** START Listed entries **
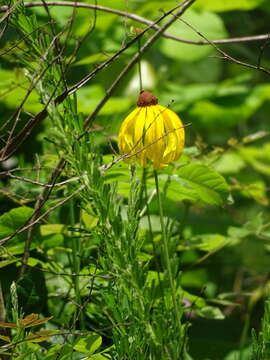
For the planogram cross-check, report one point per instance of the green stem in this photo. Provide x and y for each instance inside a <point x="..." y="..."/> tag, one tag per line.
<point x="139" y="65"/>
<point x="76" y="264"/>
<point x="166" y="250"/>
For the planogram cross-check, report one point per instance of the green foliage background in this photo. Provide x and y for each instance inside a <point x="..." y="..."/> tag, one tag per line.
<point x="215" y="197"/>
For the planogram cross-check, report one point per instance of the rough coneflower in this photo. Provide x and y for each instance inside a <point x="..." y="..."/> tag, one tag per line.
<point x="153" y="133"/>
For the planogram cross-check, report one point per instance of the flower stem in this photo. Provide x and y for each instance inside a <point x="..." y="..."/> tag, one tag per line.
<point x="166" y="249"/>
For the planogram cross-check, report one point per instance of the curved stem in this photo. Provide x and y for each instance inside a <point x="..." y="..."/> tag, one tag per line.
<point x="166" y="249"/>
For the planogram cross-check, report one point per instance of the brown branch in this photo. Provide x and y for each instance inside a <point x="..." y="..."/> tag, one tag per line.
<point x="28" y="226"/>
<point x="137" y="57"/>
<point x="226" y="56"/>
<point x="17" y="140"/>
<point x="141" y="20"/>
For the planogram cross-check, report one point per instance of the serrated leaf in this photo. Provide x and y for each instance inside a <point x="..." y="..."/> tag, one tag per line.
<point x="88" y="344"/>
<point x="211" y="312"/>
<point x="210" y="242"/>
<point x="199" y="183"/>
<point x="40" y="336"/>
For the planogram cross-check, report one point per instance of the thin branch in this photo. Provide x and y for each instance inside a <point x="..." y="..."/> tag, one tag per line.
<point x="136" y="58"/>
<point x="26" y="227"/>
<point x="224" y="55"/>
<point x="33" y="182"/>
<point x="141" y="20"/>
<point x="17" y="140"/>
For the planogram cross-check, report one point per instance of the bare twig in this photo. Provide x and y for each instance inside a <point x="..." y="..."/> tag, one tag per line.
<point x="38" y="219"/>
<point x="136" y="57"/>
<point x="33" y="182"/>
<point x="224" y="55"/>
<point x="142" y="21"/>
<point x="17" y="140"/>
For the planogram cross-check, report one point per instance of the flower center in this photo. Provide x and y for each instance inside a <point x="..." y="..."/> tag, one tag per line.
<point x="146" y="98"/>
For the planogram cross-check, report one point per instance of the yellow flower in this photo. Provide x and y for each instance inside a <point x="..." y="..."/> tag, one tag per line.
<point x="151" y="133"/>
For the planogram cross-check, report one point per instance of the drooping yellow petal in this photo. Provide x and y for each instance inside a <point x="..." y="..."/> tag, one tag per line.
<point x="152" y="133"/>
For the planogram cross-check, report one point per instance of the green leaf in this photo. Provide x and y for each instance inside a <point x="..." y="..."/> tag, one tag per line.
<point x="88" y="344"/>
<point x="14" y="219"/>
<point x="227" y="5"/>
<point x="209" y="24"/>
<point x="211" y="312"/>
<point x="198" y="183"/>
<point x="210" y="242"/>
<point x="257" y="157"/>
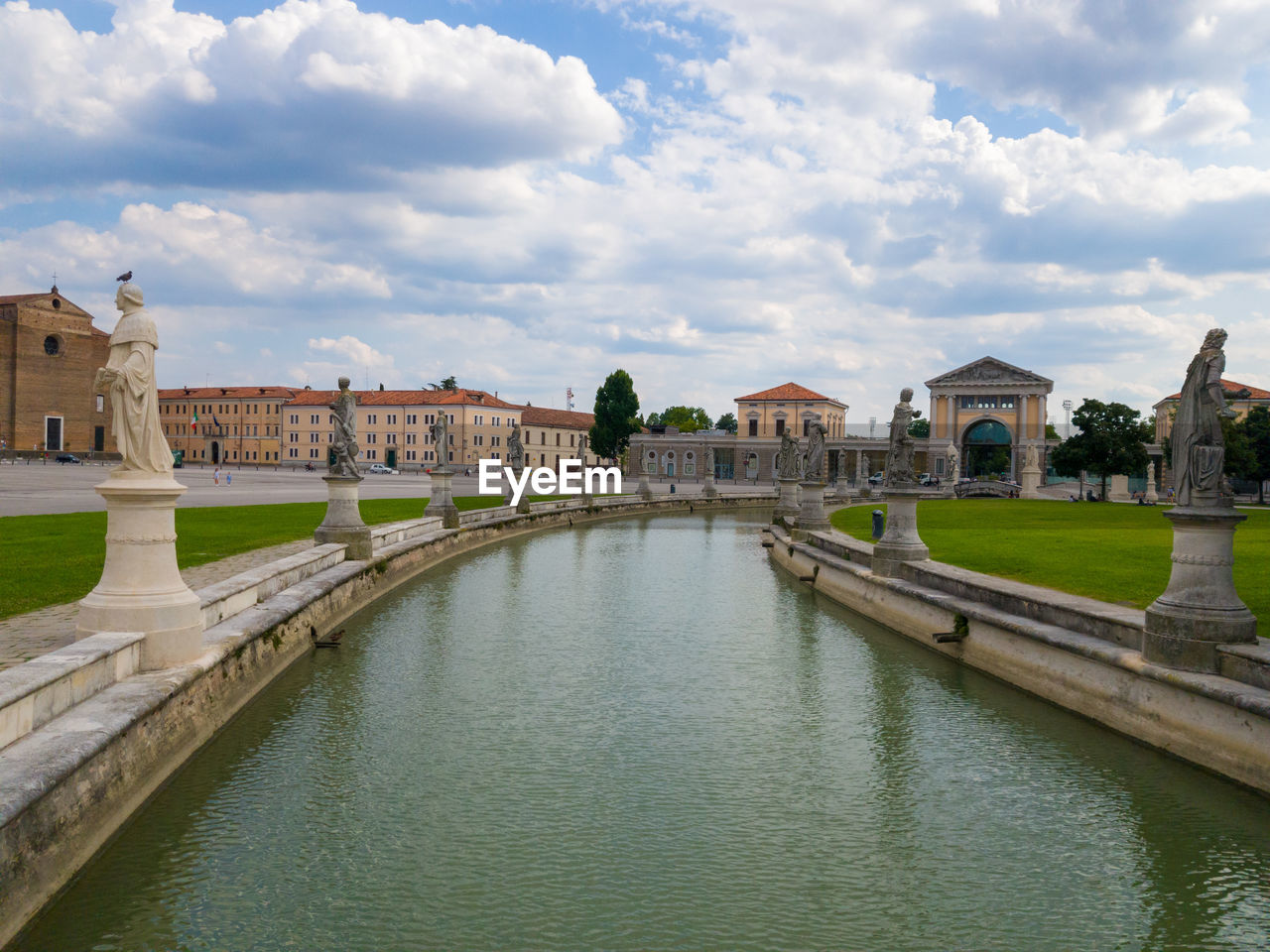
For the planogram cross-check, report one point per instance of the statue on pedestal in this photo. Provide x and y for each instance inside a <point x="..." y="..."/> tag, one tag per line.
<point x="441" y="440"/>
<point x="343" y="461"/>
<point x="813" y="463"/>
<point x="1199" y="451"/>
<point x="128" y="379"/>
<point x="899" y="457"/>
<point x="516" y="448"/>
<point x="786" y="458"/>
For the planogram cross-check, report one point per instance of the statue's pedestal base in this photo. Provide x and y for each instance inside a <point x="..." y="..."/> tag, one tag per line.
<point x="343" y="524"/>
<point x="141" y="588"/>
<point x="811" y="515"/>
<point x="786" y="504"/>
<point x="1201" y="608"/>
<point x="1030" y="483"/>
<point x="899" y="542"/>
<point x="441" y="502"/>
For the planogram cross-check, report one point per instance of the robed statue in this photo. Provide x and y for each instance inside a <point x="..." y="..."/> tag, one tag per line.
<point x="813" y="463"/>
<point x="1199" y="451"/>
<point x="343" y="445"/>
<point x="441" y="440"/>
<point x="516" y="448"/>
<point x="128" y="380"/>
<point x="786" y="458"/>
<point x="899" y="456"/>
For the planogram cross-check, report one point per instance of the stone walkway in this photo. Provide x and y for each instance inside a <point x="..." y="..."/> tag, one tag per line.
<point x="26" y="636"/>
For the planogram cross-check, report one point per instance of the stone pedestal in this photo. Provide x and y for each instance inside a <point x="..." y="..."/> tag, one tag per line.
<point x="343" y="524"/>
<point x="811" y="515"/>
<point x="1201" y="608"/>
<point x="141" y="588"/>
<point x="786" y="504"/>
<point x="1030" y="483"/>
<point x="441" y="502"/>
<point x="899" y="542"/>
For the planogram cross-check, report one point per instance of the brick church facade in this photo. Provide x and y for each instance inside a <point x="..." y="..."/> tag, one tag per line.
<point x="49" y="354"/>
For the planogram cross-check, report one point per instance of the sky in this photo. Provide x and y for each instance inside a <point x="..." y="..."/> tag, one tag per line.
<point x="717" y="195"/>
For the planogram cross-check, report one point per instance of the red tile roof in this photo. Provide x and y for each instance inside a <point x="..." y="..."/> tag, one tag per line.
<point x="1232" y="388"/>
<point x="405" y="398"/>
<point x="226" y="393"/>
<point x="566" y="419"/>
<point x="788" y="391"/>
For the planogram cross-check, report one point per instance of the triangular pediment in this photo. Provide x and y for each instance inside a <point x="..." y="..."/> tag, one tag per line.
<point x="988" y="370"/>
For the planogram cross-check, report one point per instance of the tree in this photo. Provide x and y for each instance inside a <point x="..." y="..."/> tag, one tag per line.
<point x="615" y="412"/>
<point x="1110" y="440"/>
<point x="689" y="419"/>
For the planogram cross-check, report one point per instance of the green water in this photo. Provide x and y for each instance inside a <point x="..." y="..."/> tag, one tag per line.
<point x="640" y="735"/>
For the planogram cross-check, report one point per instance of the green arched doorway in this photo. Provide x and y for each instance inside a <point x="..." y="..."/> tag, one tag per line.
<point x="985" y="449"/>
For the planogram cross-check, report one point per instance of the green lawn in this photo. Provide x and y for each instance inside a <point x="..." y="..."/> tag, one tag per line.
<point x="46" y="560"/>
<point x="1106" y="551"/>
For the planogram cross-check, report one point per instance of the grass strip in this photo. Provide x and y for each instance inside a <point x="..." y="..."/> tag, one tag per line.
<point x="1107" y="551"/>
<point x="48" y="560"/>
** END Listed entries **
** START Listed entries **
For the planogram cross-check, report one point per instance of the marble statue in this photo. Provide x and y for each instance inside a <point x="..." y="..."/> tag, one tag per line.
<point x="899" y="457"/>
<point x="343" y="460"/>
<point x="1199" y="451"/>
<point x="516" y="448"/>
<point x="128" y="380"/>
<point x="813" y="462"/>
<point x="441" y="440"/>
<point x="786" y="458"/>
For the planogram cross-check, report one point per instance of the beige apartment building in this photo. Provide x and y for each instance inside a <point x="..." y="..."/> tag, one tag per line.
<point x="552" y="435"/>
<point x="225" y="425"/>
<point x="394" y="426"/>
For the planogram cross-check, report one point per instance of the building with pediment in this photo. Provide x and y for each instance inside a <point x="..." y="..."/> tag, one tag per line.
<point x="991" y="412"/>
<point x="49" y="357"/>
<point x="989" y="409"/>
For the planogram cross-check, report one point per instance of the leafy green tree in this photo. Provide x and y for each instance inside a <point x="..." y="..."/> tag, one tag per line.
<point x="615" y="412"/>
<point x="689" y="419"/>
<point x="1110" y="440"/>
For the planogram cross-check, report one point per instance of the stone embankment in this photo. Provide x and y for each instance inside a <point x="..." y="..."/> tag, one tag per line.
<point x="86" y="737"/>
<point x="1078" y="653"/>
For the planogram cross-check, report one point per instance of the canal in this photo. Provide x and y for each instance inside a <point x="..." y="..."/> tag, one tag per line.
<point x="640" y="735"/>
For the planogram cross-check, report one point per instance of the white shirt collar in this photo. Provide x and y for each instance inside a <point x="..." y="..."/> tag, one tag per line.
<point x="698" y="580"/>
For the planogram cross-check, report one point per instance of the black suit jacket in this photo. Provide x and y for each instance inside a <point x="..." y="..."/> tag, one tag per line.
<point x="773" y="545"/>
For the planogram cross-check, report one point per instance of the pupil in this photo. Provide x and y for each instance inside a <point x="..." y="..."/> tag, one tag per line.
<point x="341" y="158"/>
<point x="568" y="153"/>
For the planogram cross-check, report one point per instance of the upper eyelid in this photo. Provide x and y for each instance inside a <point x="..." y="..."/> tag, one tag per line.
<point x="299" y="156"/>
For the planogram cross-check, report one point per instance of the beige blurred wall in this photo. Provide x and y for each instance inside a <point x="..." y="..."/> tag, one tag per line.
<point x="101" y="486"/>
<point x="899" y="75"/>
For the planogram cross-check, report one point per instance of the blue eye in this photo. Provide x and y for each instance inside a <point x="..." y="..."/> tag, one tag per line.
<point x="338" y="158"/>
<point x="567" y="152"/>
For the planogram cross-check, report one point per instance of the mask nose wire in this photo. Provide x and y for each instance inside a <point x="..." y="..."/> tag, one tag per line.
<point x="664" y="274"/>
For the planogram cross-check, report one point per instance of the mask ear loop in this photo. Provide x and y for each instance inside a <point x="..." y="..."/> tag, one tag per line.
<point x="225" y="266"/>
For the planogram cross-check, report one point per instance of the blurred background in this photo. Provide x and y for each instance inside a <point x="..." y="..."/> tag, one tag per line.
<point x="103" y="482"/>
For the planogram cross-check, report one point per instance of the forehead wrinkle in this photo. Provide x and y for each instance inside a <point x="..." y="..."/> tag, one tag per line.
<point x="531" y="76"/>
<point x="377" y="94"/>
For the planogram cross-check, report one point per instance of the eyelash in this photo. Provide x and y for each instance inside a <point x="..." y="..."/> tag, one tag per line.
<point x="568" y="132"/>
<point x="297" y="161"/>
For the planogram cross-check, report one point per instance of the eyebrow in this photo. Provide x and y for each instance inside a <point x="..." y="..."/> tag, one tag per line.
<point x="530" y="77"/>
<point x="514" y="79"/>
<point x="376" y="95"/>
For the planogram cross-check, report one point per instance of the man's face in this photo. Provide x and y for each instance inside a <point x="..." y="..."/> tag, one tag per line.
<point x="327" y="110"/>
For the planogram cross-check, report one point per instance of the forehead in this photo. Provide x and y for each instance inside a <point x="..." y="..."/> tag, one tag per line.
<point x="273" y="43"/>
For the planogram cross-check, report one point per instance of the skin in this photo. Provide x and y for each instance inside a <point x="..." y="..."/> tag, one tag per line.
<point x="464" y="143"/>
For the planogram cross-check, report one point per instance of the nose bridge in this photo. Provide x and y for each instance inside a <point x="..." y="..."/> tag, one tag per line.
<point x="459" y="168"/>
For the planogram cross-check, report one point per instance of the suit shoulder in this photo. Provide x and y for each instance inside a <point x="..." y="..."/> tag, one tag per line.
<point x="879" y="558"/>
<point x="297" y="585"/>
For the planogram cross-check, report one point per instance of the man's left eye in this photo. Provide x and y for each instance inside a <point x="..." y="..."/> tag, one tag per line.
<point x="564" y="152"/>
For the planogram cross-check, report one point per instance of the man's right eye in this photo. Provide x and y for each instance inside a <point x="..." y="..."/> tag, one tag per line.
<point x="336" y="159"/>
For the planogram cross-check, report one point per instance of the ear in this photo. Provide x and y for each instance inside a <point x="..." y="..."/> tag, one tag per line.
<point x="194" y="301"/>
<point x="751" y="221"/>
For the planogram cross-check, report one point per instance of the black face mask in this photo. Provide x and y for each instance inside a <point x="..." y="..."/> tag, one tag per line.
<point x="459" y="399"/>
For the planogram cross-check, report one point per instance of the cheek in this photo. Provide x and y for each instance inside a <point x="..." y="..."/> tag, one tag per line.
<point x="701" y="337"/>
** END Listed entries **
What the task requires
Show every line of the items above that contains the string "building", copying each one in full.

Exercise solution
For the planogram cross-check, report one point per instance of the beige apartment building in this photo. Provide x and y for each instance inside a <point x="..." y="..."/> tag, one tag per line.
For the planogram cross-check, report one point per instance of the building with pediment in this photo. Provide x and y for each instance inside a <point x="..." y="..."/> tag, one tag per line.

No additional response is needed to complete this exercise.